[OBIETTIVO DELL'ESERCIZIO]: Prosegui, per favore, l'articolo sullo spettacolo L'abisso di Davide Enia, ripartendo subito dopo l'ultima frase riportata.

[ESTRATTO DELLA PAGINA]:
<<<<
L’Abisso di Lampedusa, Enia: «Immane tragedia senza una risposta»
Il drammaturgo di scena stasera al Palamostre di Udine: «Siamo così abituati a quest’orrore che non ci tocca più»

Dopo le repliche sold out dello scorso autunno de Autoritratto, il monologo sulla Palermo dei delitti mafiosi Falcone e Borsellino, il drammaturgo e attore palermitano Davide Enia — artista in produzione al Css dal 2024 — torna a Udine per la Stagione Teatro Contatto e il Festival vicino/lontano, con uno dei suoi spettacoli più intensi e memorabili: L’abisso, una produzione Css, in scena questa sera venerdì 9 maggio alle 20. 30 al Teatro Palamostre di Udine.
Uno spettacolo di una necessità e attualità poche volte così urgenti e motivate: è il racconto della tragedia che ormai da decenni sta mietendo migliaia e migliaia di vittime nel Mediterraneo nelle testimonianze dei lampedusani, gli abitanti sbigottiti e spesso eroici di quell’isola primo approdo alla speranza per tanti migranti che fuggono dai loro paesi martoriati da guerre, miseria e fame col sogno di un futuro migliore.
«Per questo lavoro sono stato a Lampedusa dal 2015 a tutto il 2016, con ripetuti ritorni a cadenza trimestrale per molti anni. Quindi quello che sto raccontando io è archeologia».
Un tempo che sembra lontanissimo e che era molto migliore di quello di oggi. Perché?
«Perché oggi la risposta fa schifo, Non ho altre parole per dire quello che succede, con persone confinate nei lager dei centri di rimpatrio, nelle strutture in Albania, continuiamo a pagare paesi che nulla fanno per garantire vite di disperati, abbiamo mandato con un aereo di stato in Libia un criminale, aguzzino e stupratore di bambini, ecco perché facciamo schifo. E veramente vergognoso il comportamento dell’intero continente europeo, e in particolare del nostro governo che in maniera illegale spiava gli attivisti che lavorano in mare e che cercano di tamponare la falla negli aiuti e nei soccorsi. La situazione è disastrosa tanto che ormai siamo talmente abituati a quest’orrore che non ci tocca più».
>>>>
Dati di ancoraggio di oggetti in linguaggio naturale
<<<<
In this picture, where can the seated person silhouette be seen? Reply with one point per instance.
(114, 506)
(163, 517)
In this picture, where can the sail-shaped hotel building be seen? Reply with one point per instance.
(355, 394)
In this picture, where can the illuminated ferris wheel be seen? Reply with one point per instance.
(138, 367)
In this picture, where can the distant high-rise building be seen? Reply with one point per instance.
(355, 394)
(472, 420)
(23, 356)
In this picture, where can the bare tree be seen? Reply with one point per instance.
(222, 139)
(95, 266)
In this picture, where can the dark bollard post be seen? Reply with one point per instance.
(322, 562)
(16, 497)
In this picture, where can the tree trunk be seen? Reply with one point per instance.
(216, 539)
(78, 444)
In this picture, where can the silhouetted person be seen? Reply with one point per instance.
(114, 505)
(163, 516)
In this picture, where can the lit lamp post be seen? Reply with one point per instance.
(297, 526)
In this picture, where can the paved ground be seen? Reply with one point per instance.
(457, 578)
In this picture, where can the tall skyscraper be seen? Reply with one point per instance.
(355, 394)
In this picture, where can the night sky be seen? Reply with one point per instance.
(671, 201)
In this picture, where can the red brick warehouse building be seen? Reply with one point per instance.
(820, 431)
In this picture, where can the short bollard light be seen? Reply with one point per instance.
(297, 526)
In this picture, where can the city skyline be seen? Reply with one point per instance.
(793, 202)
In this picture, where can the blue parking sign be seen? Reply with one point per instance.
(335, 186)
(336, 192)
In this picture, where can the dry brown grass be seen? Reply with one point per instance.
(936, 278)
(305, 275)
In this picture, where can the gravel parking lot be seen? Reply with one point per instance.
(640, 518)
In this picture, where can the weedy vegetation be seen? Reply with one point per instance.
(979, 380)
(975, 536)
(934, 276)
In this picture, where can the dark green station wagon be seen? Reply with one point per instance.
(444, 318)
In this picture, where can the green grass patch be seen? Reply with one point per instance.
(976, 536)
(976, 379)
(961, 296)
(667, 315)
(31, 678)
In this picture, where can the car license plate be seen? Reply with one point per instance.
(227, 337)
>>>>
[RISPOSTA AL PROBLEMA]:
Ecco questa indifferenza che ci coinvolge tutti è forse l’altro aspetto dell’abisso che lei racconta: non solo le profondità del mare che accolgono i corpi di chi non ce l’ha fatta ad arrivare in Europa, ma l’abisso in cui è precipitata la nostra umanità, assuefatta e indifferente.
«Esatto, ed è sia collettivo che individuale. Non siamo capaci di nessuna risposta a questa tragedia immane e che non finirà tanto presto, anzi! Perché le ragioni che spingono questi disgraziati a rischiare la vita, ossia guerre che continuano a scoppiare, carestie, pandemie continueranno e il fenomeno sarà sempre più gigantesco: è tutto il mondo che si sta muovendo. E noi che facciamo? Ci giriamo dall’altra parte. Conosco Lampedusa sin da quando ero bambino. E una delle tante cose che mi hanno colpito sono quelle relative ai lampedusani, il personale della Guardia Costiera, i residenti e i medici, i volontari e i sommozzatori: tutti traumatizzati da quanto stava e sta succedendo li’. E se lo sono loro, immaginiamo quelli che arrivano».
Ma nello spettacolo leinon li racconta, questi migranti, le loro storie affiorano nei colloqui che tu ha avuto con quelli che stanno da questa parte.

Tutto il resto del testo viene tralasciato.